* BEGIN Provided passage *

This calculator is designed to isolate the molar-ratio step from the larger stoichiometry calculation, letting you focus on one pair at a time. For the full pipeline from mass to theoretical yield, connect this tool with the Mole Calculator (mass → moles) and then the Theoretical Yield Calculator (moles × ratio × molar mass → grams).

How to use this Molar Ratio calculator

  1. Balance your chemical equation or obtain the coefficients from a balanced equation in your textbook or reaction database.
  2. Identify substance A (the substance whose quantity you know) and substance B (the substance whose quantity you want to find).
  3. Enter the known quantity of substance A in moles in the Moles of Substance A field. If you have grams, convert to moles using the Mole Calculator first.
  4. Enter the stoichiometric coefficient of A from the balanced equation in Stoichiometric Coefficient of A.
  5. Enter the stoichiometric coefficient of B from the balanced equation in Stoichiometric Coefficient of B.
  6. Read the Moles of Substance B — this is the moles of B that react with, or are produced from, the entered moles of A.
  7. To continue to a theoretical yield calculation, take the moles of B to the Theoretical Yield Calculator.

Formula & Methodology

Core formula:

Moles(B) = Moles(A) × (Coefficient of B ÷ Coefficient of A)

Ratio outputs:

Molar Ratio (A:B) = Coefficient(A) / Coefficient(B) Molar Ratio (B:A) = Coefficient(B) / Coefficient(A)

* END Provided passage *
* BEGIN Provided data *

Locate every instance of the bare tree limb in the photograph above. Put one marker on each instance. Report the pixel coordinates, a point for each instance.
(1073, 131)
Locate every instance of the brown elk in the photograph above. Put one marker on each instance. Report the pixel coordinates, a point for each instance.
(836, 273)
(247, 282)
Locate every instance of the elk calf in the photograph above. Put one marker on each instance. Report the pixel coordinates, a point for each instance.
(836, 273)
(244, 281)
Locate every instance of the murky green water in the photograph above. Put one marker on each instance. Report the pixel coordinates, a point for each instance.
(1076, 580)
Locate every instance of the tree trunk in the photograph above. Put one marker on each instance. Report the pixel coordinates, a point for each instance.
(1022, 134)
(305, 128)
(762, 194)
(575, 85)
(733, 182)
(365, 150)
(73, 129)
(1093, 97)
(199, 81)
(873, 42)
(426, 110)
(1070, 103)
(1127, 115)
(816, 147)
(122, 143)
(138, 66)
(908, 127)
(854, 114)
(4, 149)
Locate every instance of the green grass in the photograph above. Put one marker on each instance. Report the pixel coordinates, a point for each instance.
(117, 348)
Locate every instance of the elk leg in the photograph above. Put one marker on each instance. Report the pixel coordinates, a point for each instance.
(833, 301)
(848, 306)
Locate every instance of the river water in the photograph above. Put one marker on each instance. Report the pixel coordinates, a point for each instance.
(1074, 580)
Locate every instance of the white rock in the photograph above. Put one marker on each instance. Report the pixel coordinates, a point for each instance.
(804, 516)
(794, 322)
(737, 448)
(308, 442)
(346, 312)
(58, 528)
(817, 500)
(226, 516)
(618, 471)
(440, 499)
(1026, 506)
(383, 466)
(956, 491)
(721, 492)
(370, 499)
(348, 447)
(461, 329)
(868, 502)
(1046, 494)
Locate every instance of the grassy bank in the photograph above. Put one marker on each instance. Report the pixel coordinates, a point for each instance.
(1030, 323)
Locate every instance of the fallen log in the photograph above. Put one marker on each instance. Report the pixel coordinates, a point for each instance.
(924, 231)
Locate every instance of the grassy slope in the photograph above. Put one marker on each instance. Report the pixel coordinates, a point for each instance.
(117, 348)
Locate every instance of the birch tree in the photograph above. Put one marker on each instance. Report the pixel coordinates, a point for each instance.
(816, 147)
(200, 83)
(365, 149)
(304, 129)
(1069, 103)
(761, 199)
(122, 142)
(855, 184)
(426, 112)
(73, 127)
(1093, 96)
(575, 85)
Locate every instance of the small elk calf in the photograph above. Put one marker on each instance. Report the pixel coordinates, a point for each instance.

* END Provided data *
* BEGIN Provided data *

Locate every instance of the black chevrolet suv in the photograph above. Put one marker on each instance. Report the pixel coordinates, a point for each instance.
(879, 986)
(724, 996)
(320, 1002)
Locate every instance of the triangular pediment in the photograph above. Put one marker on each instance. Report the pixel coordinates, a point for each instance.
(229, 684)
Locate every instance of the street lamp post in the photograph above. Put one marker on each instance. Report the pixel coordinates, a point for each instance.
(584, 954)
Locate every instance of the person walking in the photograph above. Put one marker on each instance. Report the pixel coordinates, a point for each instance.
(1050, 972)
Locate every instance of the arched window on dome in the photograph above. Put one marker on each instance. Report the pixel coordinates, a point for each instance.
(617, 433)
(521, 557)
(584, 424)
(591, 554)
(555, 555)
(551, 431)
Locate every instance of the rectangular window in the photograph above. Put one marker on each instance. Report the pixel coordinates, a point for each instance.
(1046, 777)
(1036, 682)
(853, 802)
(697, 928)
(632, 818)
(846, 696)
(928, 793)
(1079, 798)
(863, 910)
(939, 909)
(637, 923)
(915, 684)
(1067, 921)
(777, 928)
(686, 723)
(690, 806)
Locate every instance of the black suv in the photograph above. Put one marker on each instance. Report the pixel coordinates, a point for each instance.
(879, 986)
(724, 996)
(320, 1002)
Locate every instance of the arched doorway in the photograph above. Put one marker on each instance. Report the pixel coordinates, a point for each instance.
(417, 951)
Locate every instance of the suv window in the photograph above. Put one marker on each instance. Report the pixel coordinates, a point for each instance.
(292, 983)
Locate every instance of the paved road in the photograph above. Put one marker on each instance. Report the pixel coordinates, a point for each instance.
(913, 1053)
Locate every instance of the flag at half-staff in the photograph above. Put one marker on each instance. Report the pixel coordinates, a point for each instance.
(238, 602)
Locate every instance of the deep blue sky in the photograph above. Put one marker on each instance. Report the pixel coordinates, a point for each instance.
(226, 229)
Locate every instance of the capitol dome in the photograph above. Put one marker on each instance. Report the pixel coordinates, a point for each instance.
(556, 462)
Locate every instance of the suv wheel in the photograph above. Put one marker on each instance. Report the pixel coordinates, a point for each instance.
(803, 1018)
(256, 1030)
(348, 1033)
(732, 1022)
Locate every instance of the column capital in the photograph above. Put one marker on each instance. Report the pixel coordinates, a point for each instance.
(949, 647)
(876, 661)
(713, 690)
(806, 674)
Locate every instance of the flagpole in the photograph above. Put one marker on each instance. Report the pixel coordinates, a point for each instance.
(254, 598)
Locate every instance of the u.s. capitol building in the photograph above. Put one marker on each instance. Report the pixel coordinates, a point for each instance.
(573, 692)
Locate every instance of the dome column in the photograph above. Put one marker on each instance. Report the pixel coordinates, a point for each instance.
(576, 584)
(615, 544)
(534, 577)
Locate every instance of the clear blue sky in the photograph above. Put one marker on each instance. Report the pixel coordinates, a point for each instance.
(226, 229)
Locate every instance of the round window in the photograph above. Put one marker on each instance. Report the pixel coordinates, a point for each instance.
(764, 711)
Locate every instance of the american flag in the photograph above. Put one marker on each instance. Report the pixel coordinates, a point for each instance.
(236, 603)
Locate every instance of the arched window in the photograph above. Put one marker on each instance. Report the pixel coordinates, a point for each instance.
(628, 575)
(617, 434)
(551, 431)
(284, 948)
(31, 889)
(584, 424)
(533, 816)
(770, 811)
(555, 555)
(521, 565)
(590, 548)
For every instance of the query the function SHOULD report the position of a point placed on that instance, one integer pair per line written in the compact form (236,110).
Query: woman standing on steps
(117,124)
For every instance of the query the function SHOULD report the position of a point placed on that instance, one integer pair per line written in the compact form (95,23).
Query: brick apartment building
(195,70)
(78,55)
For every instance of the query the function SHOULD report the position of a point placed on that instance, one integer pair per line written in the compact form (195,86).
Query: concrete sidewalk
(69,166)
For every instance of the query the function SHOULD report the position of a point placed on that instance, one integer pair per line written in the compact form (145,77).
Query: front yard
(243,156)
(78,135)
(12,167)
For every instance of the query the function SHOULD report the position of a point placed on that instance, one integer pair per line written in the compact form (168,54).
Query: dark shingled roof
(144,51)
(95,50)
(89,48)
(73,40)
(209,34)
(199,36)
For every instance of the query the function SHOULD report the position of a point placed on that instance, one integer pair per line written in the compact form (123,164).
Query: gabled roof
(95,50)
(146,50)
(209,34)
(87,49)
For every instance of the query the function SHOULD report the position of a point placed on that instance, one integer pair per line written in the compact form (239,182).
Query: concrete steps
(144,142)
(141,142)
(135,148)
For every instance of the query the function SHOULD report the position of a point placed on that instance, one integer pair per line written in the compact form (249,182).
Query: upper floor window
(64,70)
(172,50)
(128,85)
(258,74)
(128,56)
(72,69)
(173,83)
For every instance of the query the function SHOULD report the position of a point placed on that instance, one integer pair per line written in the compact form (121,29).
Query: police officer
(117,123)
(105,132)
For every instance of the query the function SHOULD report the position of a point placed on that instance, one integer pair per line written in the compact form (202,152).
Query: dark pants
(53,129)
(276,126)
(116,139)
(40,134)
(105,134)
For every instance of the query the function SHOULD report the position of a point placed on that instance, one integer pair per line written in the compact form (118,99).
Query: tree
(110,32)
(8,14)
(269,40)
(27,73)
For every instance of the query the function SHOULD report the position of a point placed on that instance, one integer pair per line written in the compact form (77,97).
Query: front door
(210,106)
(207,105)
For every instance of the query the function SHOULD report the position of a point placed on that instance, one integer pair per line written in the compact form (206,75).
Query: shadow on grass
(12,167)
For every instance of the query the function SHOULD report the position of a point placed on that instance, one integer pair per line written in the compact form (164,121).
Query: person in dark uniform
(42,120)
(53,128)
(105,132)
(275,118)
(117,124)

* END Provided data *
* BEGIN Provided data *

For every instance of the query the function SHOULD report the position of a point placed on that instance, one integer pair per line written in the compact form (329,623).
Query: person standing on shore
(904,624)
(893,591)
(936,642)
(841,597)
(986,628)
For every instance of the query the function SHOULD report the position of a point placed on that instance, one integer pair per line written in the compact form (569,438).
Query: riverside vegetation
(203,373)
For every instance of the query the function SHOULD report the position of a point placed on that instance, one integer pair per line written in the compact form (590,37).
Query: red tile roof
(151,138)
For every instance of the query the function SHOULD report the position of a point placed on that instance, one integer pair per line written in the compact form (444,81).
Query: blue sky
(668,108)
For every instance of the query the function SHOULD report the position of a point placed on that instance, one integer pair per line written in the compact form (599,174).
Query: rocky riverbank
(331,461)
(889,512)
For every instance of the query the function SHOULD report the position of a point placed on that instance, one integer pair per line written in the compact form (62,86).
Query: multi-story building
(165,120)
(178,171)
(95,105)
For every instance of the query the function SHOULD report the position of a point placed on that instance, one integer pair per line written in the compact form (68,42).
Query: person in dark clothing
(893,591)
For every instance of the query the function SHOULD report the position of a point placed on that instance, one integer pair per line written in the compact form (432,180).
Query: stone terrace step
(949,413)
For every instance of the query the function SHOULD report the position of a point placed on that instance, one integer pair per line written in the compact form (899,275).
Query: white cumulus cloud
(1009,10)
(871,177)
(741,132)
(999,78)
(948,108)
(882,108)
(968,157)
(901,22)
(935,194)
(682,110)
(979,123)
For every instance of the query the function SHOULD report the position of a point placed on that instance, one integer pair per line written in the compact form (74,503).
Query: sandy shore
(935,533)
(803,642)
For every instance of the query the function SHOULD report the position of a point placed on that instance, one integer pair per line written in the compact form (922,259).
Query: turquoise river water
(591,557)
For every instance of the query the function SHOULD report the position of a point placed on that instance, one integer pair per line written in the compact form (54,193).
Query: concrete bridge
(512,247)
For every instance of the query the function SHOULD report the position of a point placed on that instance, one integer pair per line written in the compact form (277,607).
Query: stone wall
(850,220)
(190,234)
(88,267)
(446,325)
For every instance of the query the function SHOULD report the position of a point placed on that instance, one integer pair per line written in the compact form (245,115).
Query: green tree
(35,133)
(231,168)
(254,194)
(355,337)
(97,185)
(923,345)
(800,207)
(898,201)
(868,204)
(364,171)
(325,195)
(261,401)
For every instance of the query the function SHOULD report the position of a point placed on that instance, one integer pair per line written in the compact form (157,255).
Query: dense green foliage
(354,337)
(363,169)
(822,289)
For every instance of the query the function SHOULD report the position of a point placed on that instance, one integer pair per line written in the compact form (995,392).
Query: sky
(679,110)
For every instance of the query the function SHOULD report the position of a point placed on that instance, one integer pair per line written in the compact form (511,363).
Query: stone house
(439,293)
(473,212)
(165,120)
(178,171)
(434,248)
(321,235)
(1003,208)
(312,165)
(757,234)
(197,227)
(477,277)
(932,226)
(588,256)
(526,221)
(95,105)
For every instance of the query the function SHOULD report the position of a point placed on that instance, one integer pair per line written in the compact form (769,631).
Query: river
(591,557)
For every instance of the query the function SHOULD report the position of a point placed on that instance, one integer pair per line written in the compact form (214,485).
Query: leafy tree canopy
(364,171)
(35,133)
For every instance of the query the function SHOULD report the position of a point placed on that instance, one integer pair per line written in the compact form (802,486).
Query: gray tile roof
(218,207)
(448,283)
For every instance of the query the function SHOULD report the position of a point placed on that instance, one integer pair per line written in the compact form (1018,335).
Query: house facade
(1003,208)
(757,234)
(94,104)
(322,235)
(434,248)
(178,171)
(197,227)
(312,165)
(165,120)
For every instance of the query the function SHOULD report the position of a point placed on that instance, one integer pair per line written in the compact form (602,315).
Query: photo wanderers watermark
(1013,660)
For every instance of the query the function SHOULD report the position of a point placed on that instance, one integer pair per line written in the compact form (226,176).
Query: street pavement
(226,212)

* END Provided data *

**Required actions**
[1] Answer these questions from the Molar Ratio calculator guide:
(a) Which tool should be used first to convert a quantity given in grams into moles?
(b) How is substance A defined?
(c) What is the core formula for Moles(B)?
[2] Echo the part of the Molar Ratio calculator guide that opens with the words containing "5. Enter the" and closes with "Coefficient of A)".
The records are not needed for this work.

**Responses in order**
[1]
(a) The Mole Calculator.
(b) Substance A is the substance whose quantity you know.
(c) Moles(B) = Moles(A) × (Coefficient of B ÷ Coefficient of A)

[2]
5. Enter the stoichiometric coefficient of B from the balanced equation in Stoichiometric Coefficient of B.
  6. Read the Moles of Substance B — this is the moles of B that react with, or are produced from, the entered moles of A.
  7. To continue to a theoretical yield calculation, take the moles of B to the Theoretical Yield Calculator.

Formula & Methodology

Core formula:

Moles(B) = Moles(A) × (Coefficient of B ÷ Coefficient of A)